> **Problem details**
Rewrite the stretch of records from the line containing "building you can find." through the line containing "(126, 177), (202, 212)", changing "flatbed truck" to "pickup truck" and keeping every other word and mark as it stands.

> **Data**
───

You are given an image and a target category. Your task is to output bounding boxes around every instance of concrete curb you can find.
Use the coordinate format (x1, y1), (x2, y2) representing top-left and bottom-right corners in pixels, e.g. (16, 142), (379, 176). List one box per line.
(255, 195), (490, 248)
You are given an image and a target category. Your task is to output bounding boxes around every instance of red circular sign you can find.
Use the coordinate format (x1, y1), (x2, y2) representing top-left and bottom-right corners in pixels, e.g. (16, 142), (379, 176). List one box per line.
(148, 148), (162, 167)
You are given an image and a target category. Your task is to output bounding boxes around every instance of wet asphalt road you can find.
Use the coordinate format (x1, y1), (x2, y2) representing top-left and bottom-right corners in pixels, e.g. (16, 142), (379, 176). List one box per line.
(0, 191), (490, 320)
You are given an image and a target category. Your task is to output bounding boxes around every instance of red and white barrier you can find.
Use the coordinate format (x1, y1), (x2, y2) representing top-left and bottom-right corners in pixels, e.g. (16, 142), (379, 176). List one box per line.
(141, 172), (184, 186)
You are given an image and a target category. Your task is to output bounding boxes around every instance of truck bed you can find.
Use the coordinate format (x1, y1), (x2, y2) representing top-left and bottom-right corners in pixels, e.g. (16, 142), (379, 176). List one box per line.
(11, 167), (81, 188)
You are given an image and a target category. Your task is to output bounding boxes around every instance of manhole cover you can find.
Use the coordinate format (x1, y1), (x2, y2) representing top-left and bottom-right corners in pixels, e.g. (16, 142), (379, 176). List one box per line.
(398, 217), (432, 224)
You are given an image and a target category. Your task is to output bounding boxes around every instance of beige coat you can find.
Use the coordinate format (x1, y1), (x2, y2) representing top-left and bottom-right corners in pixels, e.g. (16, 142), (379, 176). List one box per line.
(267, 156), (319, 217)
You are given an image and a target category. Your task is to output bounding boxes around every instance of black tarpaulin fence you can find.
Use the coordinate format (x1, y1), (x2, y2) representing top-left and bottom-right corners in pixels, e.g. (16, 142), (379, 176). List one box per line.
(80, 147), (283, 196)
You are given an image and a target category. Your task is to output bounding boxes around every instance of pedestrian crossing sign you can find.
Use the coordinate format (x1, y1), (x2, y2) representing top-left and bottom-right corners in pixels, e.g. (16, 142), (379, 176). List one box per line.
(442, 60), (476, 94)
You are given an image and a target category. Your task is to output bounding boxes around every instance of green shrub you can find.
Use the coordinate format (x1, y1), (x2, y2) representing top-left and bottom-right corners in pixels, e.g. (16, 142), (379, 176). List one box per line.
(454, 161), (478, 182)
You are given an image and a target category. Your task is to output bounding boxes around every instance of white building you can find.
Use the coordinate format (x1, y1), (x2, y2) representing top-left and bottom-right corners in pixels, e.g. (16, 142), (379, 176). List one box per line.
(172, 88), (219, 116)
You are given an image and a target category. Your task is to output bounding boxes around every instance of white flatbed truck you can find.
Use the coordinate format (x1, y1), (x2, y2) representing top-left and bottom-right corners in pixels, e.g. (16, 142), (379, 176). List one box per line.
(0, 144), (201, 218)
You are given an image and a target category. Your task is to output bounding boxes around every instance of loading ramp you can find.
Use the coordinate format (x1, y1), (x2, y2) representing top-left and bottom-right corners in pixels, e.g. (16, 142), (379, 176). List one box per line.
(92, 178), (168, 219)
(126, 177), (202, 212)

───

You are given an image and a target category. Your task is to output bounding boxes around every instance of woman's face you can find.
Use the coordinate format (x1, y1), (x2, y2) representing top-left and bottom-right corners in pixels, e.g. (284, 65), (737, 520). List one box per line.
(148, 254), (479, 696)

───

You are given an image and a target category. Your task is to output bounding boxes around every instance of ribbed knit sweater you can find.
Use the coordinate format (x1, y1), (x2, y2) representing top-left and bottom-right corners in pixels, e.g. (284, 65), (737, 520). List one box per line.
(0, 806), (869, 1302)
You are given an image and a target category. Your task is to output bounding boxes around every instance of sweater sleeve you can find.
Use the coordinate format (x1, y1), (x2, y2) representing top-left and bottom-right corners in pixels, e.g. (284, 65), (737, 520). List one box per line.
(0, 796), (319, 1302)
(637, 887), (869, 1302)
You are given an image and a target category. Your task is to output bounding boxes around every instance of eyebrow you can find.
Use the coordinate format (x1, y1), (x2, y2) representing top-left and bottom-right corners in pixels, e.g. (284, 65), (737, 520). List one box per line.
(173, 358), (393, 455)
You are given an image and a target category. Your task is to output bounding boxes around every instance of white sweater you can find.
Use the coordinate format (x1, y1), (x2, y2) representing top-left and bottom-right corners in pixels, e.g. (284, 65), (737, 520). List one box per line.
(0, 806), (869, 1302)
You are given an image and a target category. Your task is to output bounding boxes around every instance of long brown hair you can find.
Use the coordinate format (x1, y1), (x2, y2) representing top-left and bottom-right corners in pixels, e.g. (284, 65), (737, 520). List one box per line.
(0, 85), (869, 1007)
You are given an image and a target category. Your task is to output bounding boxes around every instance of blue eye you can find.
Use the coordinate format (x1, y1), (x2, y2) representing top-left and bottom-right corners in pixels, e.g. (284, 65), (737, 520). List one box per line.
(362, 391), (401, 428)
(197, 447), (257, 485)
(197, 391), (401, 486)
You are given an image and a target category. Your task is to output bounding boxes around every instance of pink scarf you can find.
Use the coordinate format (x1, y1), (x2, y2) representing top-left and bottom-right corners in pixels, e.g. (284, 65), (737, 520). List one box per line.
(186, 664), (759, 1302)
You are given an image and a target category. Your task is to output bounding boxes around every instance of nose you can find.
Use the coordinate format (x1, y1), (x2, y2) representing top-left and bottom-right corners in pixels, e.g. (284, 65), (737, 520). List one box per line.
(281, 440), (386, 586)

───

> **Exercise answer**
You are given an image and a target category. Your task is to output bounding boxes around every instance of white building you can find.
Use the coordinate format (x1, y1), (x2, y2) representing top-left and bottom-right corners in pixels, e.g. (16, 142), (379, 176). List one box per line.
(172, 88), (219, 116)
You are given an image and a target category. Your task is to output bounding boxes around every instance of white pickup truck you can find.
Use the coordinate format (x1, y1), (x2, y2) representing top-left and bottom-right corners in pixels, e.g. (16, 142), (379, 176). List one box per line.
(0, 144), (201, 218)
You are given an image and a target category. Your task is to output bounding boxes around every instance of loading ramp you can find.
Use the coordinate format (x1, y1), (x2, y2) representing top-left and bottom-right corners in pixels, e.g. (16, 142), (379, 176). List one box per line.
(92, 178), (168, 219)
(126, 177), (202, 212)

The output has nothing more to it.